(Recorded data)
········

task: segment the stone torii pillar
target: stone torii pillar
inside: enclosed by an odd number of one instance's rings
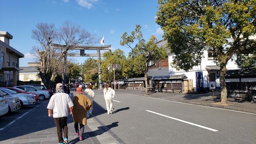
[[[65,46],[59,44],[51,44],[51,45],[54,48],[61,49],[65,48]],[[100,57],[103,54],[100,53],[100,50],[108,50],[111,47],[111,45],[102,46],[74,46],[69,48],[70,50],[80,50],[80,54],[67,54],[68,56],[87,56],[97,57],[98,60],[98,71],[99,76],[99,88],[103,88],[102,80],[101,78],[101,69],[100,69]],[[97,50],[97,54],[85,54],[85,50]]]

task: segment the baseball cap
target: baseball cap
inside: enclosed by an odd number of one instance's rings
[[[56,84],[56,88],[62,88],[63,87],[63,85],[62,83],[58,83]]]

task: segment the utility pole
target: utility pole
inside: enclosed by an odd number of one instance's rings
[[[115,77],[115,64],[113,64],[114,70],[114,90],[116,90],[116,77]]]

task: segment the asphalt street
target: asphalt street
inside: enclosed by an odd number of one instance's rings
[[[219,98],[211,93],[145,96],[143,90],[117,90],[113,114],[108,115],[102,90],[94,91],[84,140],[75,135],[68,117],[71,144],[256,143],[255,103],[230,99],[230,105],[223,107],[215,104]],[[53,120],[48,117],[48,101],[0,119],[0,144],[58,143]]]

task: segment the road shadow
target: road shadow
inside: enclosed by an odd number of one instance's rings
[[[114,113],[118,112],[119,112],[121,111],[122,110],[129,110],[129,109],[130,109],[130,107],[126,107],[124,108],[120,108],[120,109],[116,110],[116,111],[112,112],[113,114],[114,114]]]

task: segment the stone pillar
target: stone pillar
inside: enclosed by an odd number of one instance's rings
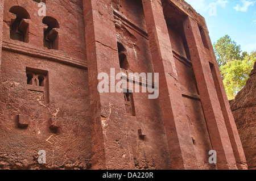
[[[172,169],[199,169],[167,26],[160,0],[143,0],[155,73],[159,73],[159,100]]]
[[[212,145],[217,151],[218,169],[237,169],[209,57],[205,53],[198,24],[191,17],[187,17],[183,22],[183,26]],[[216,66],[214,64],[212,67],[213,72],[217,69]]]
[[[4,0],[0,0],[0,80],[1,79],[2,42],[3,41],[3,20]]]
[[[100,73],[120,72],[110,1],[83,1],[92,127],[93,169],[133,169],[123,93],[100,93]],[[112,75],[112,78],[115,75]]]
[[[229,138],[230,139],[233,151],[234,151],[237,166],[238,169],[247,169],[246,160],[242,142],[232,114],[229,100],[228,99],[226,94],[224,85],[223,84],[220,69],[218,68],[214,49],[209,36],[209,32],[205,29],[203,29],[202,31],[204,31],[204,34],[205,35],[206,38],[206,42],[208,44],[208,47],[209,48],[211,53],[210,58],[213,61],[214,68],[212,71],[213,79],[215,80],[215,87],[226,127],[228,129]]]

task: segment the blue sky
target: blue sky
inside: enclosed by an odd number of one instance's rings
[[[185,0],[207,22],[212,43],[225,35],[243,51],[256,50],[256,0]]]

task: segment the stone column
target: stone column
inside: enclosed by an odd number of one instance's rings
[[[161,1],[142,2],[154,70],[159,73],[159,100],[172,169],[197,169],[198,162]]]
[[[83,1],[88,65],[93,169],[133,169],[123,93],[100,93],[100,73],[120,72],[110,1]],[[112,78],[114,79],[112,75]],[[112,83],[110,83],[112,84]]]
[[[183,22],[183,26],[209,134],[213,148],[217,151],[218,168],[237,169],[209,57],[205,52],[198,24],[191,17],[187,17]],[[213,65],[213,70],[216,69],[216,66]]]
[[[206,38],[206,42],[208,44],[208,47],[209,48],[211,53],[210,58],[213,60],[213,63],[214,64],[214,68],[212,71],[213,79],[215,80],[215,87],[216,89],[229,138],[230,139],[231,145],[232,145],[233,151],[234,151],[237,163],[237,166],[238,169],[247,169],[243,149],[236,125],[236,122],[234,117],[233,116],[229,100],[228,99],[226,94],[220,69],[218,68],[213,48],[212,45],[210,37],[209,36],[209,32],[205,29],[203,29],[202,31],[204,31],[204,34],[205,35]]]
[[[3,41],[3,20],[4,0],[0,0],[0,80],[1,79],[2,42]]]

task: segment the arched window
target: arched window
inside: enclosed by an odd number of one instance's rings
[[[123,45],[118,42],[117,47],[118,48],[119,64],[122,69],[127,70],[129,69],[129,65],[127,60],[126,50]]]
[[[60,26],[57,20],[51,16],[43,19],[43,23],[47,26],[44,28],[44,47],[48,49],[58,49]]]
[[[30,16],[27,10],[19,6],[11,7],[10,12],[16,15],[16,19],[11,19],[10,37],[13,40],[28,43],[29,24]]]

········

**Prompt:** Turn the part of the material that opens with the line containing "task: segment the blue sky" and closes with the line containing "[[[185,0],[207,22],[212,43],[225,35],[243,51],[256,50],[256,0]]]" into a two-column CSV with the headers input and output. Put the text in input and its answer in output, each in one quoted field with line breaks replaced by spaces.

**Response below:**
input,output
"task: segment the blue sky target: blue sky inside: enclosed by an odd number of one instance's rings","[[[185,0],[207,22],[212,43],[225,35],[243,51],[256,50],[256,0]]]"